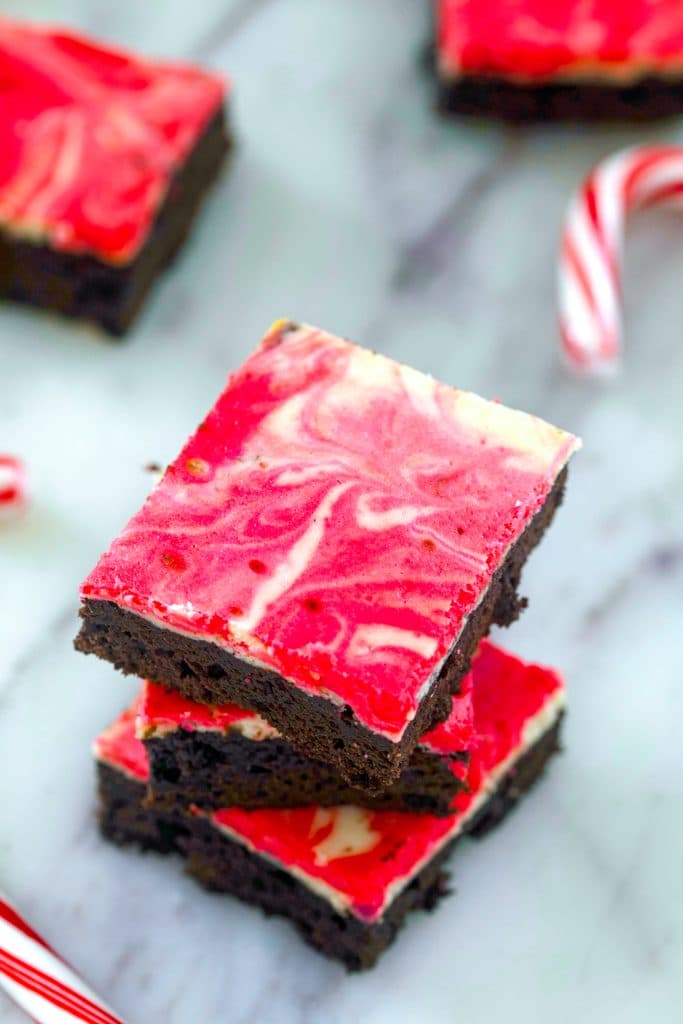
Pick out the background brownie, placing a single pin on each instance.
(346, 877)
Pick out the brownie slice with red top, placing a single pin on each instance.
(329, 549)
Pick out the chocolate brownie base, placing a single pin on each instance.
(202, 671)
(223, 865)
(518, 101)
(84, 287)
(214, 769)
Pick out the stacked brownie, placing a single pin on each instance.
(104, 160)
(559, 59)
(306, 594)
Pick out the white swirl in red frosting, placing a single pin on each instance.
(358, 859)
(90, 138)
(336, 518)
(537, 39)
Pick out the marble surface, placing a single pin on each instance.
(351, 205)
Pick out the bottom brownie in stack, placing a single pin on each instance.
(346, 876)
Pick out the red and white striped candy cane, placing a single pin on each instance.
(12, 486)
(590, 270)
(39, 981)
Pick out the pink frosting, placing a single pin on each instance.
(90, 137)
(336, 518)
(360, 856)
(161, 710)
(535, 39)
(119, 747)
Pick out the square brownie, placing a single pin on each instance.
(558, 59)
(329, 548)
(346, 877)
(104, 160)
(225, 757)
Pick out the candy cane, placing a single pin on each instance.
(39, 981)
(12, 486)
(590, 268)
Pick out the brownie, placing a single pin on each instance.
(224, 757)
(352, 912)
(136, 646)
(90, 243)
(645, 99)
(211, 770)
(525, 60)
(329, 548)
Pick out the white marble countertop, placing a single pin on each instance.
(351, 205)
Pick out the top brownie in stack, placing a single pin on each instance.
(558, 58)
(329, 548)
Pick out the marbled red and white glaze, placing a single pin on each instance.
(359, 859)
(537, 39)
(90, 137)
(336, 518)
(161, 712)
(13, 492)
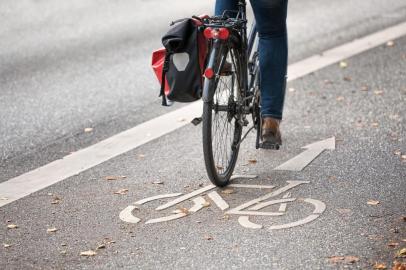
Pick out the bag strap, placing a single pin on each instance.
(163, 82)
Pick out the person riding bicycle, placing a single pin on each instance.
(270, 16)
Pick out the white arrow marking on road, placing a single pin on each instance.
(313, 150)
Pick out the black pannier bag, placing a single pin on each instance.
(179, 65)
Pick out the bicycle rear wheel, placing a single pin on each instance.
(222, 123)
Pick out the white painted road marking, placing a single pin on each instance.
(257, 204)
(75, 163)
(299, 162)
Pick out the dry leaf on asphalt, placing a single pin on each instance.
(252, 161)
(158, 183)
(401, 253)
(340, 98)
(115, 177)
(227, 191)
(344, 211)
(343, 259)
(88, 253)
(206, 204)
(51, 230)
(12, 226)
(399, 266)
(343, 64)
(101, 246)
(122, 191)
(373, 202)
(393, 244)
(390, 43)
(379, 266)
(378, 92)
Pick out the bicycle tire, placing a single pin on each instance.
(221, 153)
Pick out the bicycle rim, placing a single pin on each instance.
(221, 126)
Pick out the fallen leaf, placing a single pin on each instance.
(399, 266)
(12, 226)
(88, 253)
(252, 161)
(340, 98)
(401, 253)
(101, 246)
(115, 177)
(378, 92)
(351, 259)
(122, 191)
(379, 266)
(206, 204)
(393, 244)
(227, 191)
(158, 183)
(344, 211)
(343, 64)
(51, 230)
(373, 202)
(390, 43)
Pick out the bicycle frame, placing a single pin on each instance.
(248, 77)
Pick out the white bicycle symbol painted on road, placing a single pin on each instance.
(245, 210)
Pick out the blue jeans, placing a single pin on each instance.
(270, 16)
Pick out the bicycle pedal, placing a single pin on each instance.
(270, 146)
(196, 121)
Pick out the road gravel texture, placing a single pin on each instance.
(362, 105)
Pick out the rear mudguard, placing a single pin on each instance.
(209, 85)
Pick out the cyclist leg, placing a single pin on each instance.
(270, 16)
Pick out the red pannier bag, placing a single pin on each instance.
(179, 65)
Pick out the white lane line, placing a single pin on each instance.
(75, 163)
(246, 223)
(299, 162)
(218, 200)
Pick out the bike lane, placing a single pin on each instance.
(360, 181)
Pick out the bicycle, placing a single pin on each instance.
(229, 95)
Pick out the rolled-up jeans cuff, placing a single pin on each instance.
(279, 117)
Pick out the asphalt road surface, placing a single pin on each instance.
(65, 67)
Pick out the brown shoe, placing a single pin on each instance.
(271, 134)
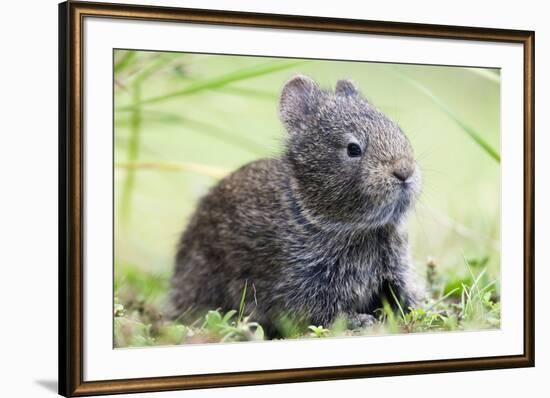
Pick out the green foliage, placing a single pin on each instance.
(473, 306)
(183, 121)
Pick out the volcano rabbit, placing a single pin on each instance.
(316, 233)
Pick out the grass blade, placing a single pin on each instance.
(471, 132)
(241, 305)
(220, 81)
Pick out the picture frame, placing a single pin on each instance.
(73, 203)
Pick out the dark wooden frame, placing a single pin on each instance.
(71, 237)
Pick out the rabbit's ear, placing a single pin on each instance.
(299, 103)
(346, 88)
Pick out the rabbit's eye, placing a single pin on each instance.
(354, 150)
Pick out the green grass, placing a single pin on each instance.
(184, 121)
(139, 322)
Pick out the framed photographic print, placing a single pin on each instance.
(252, 198)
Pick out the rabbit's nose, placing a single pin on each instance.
(403, 172)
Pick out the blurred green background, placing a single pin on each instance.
(182, 121)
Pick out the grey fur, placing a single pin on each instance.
(314, 233)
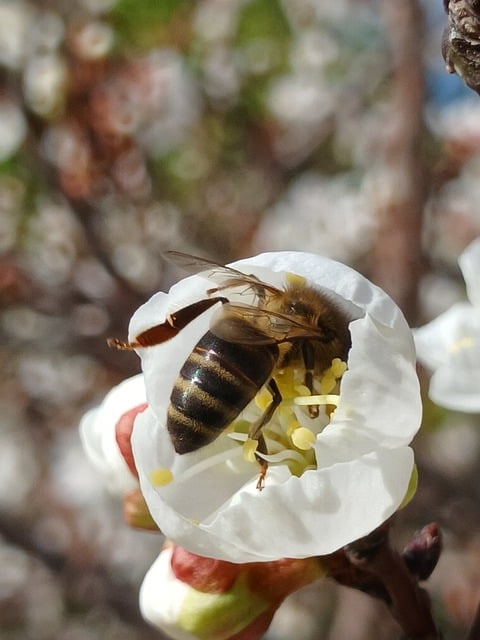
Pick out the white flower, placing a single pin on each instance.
(449, 345)
(353, 478)
(99, 436)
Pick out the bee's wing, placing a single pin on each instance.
(247, 324)
(225, 277)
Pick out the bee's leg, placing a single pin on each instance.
(255, 432)
(262, 448)
(309, 363)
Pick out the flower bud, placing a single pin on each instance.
(188, 596)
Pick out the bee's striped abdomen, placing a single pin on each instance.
(216, 382)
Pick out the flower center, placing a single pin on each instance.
(289, 436)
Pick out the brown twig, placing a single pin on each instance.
(461, 41)
(474, 631)
(373, 566)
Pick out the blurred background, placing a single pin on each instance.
(221, 128)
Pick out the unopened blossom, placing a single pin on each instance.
(191, 597)
(105, 433)
(331, 479)
(449, 345)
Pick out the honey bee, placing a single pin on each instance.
(244, 347)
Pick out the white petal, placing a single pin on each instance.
(363, 464)
(97, 432)
(380, 394)
(469, 263)
(316, 514)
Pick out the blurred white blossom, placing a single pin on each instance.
(449, 345)
(15, 22)
(328, 215)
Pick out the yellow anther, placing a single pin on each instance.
(161, 477)
(338, 367)
(303, 438)
(462, 343)
(295, 279)
(302, 390)
(328, 382)
(249, 449)
(292, 426)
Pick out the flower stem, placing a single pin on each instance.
(409, 604)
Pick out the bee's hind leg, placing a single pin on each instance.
(255, 432)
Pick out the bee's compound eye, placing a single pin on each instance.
(327, 333)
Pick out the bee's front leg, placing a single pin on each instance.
(255, 432)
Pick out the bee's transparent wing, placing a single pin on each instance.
(225, 277)
(247, 324)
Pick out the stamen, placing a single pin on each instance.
(295, 279)
(249, 449)
(324, 398)
(462, 343)
(303, 438)
(161, 477)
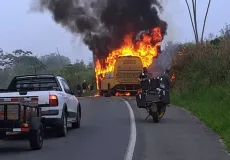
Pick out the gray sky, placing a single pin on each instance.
(22, 29)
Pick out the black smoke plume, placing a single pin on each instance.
(103, 23)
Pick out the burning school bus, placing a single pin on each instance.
(119, 71)
(124, 78)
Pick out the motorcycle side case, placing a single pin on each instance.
(152, 98)
(155, 83)
(145, 84)
(141, 100)
(166, 97)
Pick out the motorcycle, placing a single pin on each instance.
(153, 97)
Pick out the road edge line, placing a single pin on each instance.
(133, 133)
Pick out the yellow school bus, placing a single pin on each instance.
(124, 78)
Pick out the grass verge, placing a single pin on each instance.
(211, 105)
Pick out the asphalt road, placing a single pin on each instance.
(105, 135)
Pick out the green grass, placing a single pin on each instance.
(211, 105)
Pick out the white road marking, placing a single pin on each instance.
(133, 133)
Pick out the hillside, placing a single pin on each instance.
(201, 83)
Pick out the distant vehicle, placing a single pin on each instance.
(57, 101)
(124, 78)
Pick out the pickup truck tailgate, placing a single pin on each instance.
(43, 97)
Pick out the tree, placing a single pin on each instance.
(194, 19)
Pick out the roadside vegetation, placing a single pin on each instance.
(21, 62)
(202, 82)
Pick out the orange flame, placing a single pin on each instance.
(143, 48)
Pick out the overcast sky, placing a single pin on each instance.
(22, 29)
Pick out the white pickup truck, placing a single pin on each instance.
(57, 101)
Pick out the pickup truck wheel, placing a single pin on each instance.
(77, 124)
(62, 129)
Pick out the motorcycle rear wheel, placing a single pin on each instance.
(154, 112)
(162, 111)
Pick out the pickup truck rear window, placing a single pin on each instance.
(34, 84)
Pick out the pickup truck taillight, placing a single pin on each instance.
(53, 100)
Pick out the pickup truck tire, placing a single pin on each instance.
(61, 129)
(77, 124)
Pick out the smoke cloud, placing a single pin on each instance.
(102, 24)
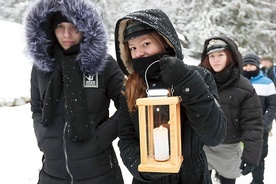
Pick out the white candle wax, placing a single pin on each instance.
(161, 143)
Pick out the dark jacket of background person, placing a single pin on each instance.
(266, 91)
(241, 107)
(67, 160)
(202, 120)
(269, 72)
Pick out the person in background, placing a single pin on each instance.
(266, 91)
(142, 38)
(73, 80)
(268, 69)
(241, 107)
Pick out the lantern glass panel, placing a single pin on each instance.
(158, 132)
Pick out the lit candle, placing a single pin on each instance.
(161, 143)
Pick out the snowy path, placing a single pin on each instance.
(20, 157)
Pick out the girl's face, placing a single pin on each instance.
(67, 35)
(144, 46)
(218, 60)
(249, 67)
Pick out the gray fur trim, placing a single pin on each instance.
(84, 15)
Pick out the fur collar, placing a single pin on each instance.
(83, 14)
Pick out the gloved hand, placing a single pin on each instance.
(172, 69)
(246, 168)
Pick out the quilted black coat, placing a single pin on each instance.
(92, 160)
(202, 120)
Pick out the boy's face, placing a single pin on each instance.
(67, 35)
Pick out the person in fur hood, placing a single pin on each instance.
(73, 80)
(242, 108)
(147, 44)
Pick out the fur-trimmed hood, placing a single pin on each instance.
(156, 19)
(84, 15)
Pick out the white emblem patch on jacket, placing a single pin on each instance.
(90, 81)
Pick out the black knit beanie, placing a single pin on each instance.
(57, 19)
(251, 58)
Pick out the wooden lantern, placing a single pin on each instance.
(160, 134)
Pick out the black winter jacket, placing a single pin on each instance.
(242, 108)
(202, 121)
(91, 160)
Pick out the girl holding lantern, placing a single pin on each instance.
(142, 38)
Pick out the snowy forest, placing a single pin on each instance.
(251, 23)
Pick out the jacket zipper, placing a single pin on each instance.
(65, 153)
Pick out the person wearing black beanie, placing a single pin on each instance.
(242, 108)
(266, 91)
(251, 59)
(73, 82)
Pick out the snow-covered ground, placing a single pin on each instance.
(20, 158)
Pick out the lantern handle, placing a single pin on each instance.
(147, 90)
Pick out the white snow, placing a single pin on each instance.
(20, 158)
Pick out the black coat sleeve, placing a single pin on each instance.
(200, 100)
(107, 131)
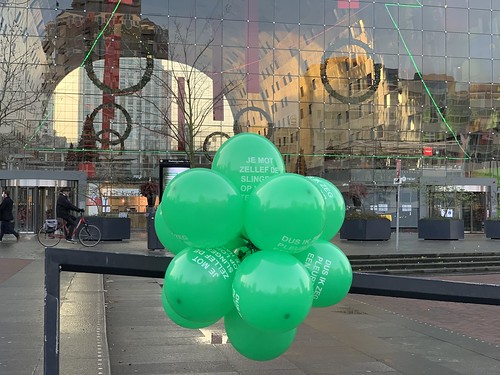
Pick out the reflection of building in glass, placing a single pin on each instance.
(343, 89)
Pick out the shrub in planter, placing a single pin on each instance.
(365, 226)
(492, 228)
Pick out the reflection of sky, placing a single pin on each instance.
(387, 42)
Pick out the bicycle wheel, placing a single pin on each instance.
(89, 235)
(49, 237)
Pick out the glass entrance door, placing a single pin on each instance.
(474, 212)
(31, 206)
(24, 203)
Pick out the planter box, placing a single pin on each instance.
(492, 229)
(441, 229)
(112, 228)
(366, 230)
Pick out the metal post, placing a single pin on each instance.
(398, 176)
(397, 215)
(51, 315)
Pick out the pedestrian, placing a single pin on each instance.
(63, 211)
(6, 216)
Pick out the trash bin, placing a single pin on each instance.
(153, 241)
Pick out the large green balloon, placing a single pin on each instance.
(179, 320)
(285, 213)
(165, 235)
(198, 283)
(247, 159)
(253, 343)
(334, 206)
(331, 272)
(203, 208)
(272, 291)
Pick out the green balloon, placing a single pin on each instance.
(165, 235)
(179, 320)
(198, 283)
(253, 343)
(247, 159)
(334, 206)
(203, 208)
(272, 291)
(331, 272)
(285, 213)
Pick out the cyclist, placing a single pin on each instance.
(63, 211)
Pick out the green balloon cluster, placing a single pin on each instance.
(251, 246)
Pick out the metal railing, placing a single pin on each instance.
(59, 260)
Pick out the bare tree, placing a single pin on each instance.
(21, 83)
(19, 90)
(188, 80)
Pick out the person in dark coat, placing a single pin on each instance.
(6, 216)
(63, 211)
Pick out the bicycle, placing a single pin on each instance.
(54, 230)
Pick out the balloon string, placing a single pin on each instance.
(249, 247)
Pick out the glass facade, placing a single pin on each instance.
(344, 89)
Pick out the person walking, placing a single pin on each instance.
(6, 216)
(63, 211)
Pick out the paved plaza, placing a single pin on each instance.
(115, 324)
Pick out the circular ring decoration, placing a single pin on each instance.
(111, 131)
(270, 125)
(146, 77)
(121, 138)
(326, 83)
(207, 141)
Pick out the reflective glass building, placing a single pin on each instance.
(358, 92)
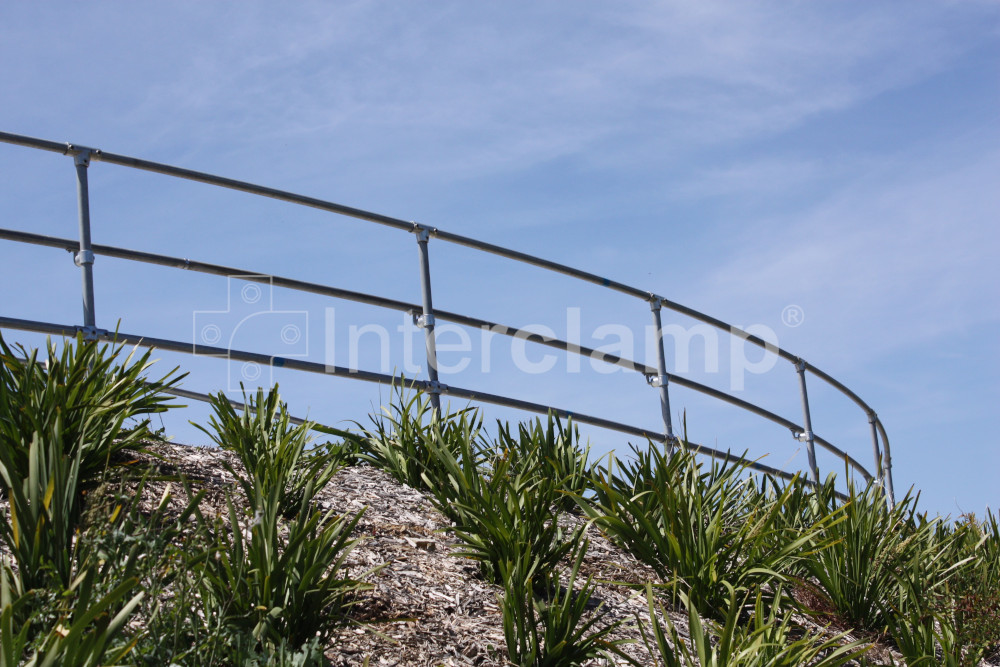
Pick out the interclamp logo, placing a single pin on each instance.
(250, 321)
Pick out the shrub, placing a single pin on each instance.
(767, 639)
(274, 452)
(279, 586)
(700, 530)
(880, 560)
(99, 395)
(555, 631)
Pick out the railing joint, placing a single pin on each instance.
(82, 155)
(657, 380)
(93, 333)
(83, 257)
(435, 387)
(803, 436)
(423, 232)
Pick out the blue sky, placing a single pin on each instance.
(737, 157)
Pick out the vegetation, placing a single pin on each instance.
(96, 577)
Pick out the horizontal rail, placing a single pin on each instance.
(409, 226)
(381, 378)
(361, 297)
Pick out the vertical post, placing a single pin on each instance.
(807, 437)
(872, 420)
(887, 466)
(662, 379)
(85, 258)
(426, 320)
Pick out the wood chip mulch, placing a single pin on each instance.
(426, 606)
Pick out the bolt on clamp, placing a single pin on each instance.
(423, 233)
(92, 333)
(435, 387)
(82, 154)
(657, 380)
(423, 321)
(83, 257)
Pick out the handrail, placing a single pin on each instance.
(368, 376)
(216, 269)
(658, 377)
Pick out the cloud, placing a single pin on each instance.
(459, 90)
(905, 252)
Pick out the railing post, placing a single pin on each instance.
(872, 421)
(85, 258)
(426, 320)
(807, 436)
(886, 470)
(662, 380)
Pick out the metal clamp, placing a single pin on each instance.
(435, 387)
(657, 380)
(421, 320)
(92, 333)
(82, 154)
(423, 233)
(83, 257)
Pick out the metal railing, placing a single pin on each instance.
(425, 316)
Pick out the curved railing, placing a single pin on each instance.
(425, 316)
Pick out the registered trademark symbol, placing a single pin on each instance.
(793, 316)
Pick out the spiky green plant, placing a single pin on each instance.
(100, 396)
(405, 439)
(768, 639)
(45, 506)
(555, 629)
(274, 452)
(700, 529)
(879, 558)
(550, 450)
(280, 585)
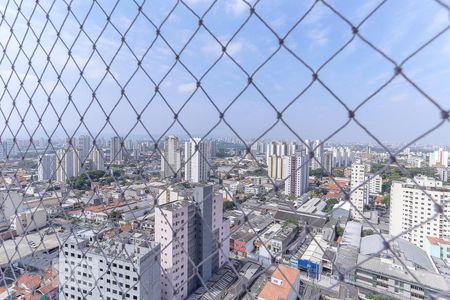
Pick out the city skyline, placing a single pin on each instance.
(352, 75)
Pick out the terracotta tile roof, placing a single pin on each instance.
(286, 275)
(102, 207)
(29, 281)
(436, 241)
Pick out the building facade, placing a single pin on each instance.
(190, 233)
(171, 157)
(47, 167)
(196, 161)
(68, 164)
(116, 149)
(411, 205)
(358, 196)
(296, 169)
(92, 266)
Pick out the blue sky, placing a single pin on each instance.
(399, 113)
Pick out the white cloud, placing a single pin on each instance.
(187, 87)
(319, 35)
(212, 47)
(440, 20)
(236, 7)
(234, 48)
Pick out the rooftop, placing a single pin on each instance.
(281, 283)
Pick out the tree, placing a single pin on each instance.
(367, 232)
(386, 200)
(377, 297)
(330, 204)
(228, 205)
(291, 221)
(319, 173)
(116, 215)
(337, 172)
(292, 197)
(339, 231)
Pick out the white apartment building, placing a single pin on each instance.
(374, 184)
(275, 167)
(196, 161)
(296, 173)
(317, 147)
(171, 157)
(92, 266)
(410, 206)
(84, 146)
(342, 156)
(97, 158)
(68, 164)
(439, 158)
(199, 228)
(47, 167)
(29, 220)
(116, 149)
(359, 193)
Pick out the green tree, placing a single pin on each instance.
(367, 232)
(386, 200)
(318, 173)
(339, 231)
(330, 204)
(228, 205)
(116, 215)
(291, 221)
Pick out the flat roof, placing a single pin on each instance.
(288, 276)
(19, 247)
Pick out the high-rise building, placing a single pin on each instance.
(84, 146)
(270, 150)
(342, 156)
(328, 161)
(359, 190)
(196, 161)
(275, 167)
(317, 147)
(296, 171)
(47, 167)
(171, 157)
(97, 158)
(439, 158)
(9, 148)
(92, 266)
(190, 233)
(68, 164)
(411, 206)
(374, 184)
(116, 149)
(212, 148)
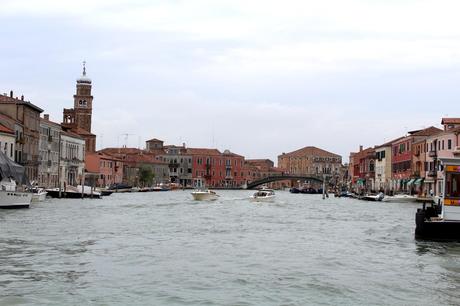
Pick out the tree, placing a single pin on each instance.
(146, 175)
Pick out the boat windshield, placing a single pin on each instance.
(453, 185)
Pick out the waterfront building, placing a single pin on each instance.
(223, 170)
(363, 169)
(383, 174)
(50, 135)
(104, 170)
(402, 171)
(180, 164)
(310, 161)
(72, 161)
(133, 159)
(78, 119)
(7, 141)
(444, 144)
(27, 126)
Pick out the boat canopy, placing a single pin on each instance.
(10, 169)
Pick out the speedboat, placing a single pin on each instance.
(204, 195)
(377, 198)
(400, 198)
(263, 195)
(38, 194)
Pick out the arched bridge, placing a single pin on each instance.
(284, 177)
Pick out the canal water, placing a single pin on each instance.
(165, 249)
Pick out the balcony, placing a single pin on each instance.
(457, 151)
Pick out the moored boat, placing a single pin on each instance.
(38, 194)
(442, 221)
(204, 195)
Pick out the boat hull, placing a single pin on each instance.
(39, 197)
(13, 199)
(204, 196)
(435, 230)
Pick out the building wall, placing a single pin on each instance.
(8, 144)
(49, 154)
(72, 160)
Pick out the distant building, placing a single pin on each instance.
(310, 161)
(403, 175)
(72, 161)
(50, 134)
(78, 119)
(7, 141)
(27, 125)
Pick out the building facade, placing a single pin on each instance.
(27, 129)
(310, 161)
(50, 135)
(7, 141)
(79, 118)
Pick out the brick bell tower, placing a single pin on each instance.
(83, 102)
(78, 118)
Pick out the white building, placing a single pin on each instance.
(48, 169)
(7, 141)
(72, 162)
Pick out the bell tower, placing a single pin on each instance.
(83, 102)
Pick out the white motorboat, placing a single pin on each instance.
(204, 195)
(263, 195)
(377, 197)
(38, 194)
(400, 198)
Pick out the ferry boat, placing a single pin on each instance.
(442, 222)
(38, 194)
(264, 194)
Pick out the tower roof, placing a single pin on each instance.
(84, 79)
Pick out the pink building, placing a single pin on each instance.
(442, 145)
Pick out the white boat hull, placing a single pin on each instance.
(39, 197)
(14, 199)
(204, 196)
(400, 199)
(263, 199)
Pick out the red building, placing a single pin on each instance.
(106, 169)
(224, 170)
(402, 157)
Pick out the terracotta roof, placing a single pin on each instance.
(4, 129)
(426, 132)
(83, 132)
(9, 100)
(389, 143)
(203, 151)
(450, 121)
(310, 150)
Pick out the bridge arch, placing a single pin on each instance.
(270, 179)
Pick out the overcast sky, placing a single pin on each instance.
(256, 77)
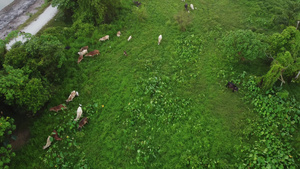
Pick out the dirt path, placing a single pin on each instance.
(16, 14)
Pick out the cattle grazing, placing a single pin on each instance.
(137, 3)
(48, 143)
(104, 38)
(233, 86)
(82, 123)
(55, 135)
(57, 108)
(118, 33)
(84, 48)
(129, 38)
(79, 113)
(93, 53)
(72, 95)
(82, 52)
(125, 53)
(186, 5)
(159, 39)
(80, 58)
(192, 6)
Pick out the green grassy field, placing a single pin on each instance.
(164, 106)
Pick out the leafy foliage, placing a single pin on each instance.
(284, 48)
(274, 130)
(6, 128)
(67, 153)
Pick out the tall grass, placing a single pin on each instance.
(185, 69)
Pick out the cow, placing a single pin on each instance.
(129, 38)
(104, 38)
(84, 48)
(192, 6)
(79, 113)
(82, 52)
(137, 3)
(233, 86)
(48, 143)
(93, 53)
(125, 53)
(72, 95)
(118, 33)
(57, 108)
(159, 39)
(55, 135)
(80, 58)
(82, 123)
(185, 6)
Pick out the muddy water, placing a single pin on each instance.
(4, 3)
(36, 25)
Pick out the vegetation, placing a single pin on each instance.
(162, 106)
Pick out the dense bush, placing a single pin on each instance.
(29, 71)
(6, 129)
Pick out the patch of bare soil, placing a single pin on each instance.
(16, 14)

** WHAT YOU HAVE TO DO **
Locate the line containing "Pick out the white motorboat, placing" in the material above, then repeat it and every later line exactly, with no pictures.

** THE ANSWER **
Pick out the white motorboat, placing a single pin on each instance.
(204, 195)
(263, 195)
(377, 197)
(38, 194)
(400, 198)
Pick out the ferry boat, placing a single pin on each instance.
(442, 222)
(38, 194)
(264, 194)
Pick out the tower roof, placing a single pin on each instance.
(84, 79)
Pick out the pink building, placing a single pin on each instance.
(442, 145)
Pick out the white boat hull, placing a single pin on each instance.
(39, 197)
(14, 199)
(204, 196)
(400, 199)
(263, 199)
Pick out the red building, placing a single pin on each instance.
(106, 169)
(224, 170)
(402, 157)
Pick out the terracotta roof, placing a single pin on each instance.
(4, 129)
(426, 132)
(83, 132)
(9, 100)
(389, 143)
(203, 151)
(450, 121)
(310, 150)
Pick out the bridge arch, placing a single pin on each instance.
(270, 179)
Pick out the overcast sky, placing a single pin on each instance.
(256, 77)
Pick out the dirt path, placing a single pin on each instance.
(16, 14)
Pick out the cattle grazing, placing a single pin on each instance.
(137, 3)
(48, 143)
(104, 38)
(233, 86)
(82, 123)
(55, 135)
(57, 108)
(118, 33)
(84, 48)
(129, 38)
(79, 113)
(93, 53)
(72, 95)
(82, 52)
(125, 53)
(186, 5)
(159, 39)
(80, 58)
(192, 6)
Pick out the green grassy field, placing a single pin on each instance.
(164, 106)
Pick out the leafy foliage, placing a single pin on each instance.
(284, 48)
(274, 130)
(6, 128)
(67, 153)
Pick out the tall grass, placing a single pin on each instance.
(185, 69)
Pick out the cow, placing a single pin on each instance.
(129, 38)
(104, 38)
(84, 48)
(192, 6)
(79, 113)
(82, 52)
(137, 3)
(233, 86)
(48, 143)
(93, 53)
(125, 53)
(72, 95)
(118, 33)
(57, 108)
(159, 39)
(55, 135)
(80, 58)
(82, 123)
(185, 6)
Pick out the muddy water, placing a single pin on each instance.
(4, 3)
(36, 25)
Pick out the vegetation, placing a single pin on each instance.
(162, 106)
Pick out the dense bush, placing a single pin on each instance.
(29, 71)
(6, 129)
Pick out the patch of bare soil, placing a single pin on each instance.
(16, 14)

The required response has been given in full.